Directions for this task: Please copy each line of the data that includes the string "hand".
[Provided entries Boundary: Start]
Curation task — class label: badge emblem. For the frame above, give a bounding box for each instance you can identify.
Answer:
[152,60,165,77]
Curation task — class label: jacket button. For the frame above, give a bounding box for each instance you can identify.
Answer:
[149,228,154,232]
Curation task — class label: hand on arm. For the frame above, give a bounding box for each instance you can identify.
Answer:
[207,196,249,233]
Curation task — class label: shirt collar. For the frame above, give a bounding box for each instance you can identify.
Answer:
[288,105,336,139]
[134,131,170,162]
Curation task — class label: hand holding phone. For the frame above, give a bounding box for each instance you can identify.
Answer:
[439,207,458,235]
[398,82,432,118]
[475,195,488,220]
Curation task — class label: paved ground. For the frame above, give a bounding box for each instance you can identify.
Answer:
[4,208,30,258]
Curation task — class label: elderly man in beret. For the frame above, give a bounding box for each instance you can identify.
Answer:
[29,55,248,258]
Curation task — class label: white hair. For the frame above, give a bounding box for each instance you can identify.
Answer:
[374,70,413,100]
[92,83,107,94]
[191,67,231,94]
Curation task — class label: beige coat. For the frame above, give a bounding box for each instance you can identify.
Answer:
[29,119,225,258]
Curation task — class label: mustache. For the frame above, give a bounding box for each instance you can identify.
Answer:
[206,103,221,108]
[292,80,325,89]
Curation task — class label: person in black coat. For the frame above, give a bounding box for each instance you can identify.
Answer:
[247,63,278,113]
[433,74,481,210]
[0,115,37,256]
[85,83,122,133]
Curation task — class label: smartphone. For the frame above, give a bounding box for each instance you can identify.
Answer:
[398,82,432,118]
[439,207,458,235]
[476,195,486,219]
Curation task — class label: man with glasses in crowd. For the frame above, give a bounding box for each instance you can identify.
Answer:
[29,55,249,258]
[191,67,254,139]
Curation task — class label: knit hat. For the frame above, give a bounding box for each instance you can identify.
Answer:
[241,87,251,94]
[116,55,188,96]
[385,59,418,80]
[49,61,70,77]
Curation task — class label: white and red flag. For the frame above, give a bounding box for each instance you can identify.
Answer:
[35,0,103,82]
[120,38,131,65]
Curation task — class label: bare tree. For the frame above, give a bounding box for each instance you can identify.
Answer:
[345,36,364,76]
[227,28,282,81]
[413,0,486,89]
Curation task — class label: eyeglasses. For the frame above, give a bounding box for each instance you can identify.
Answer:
[Provided entries Boundary: End]
Response to this exercise:
Curation task — class label: hand on arm. For the frame above, give a bounding box for each instance you can identify.
Curation task — class label: hand holding phone. For the frame above, give a bounding box for each instance you can identify.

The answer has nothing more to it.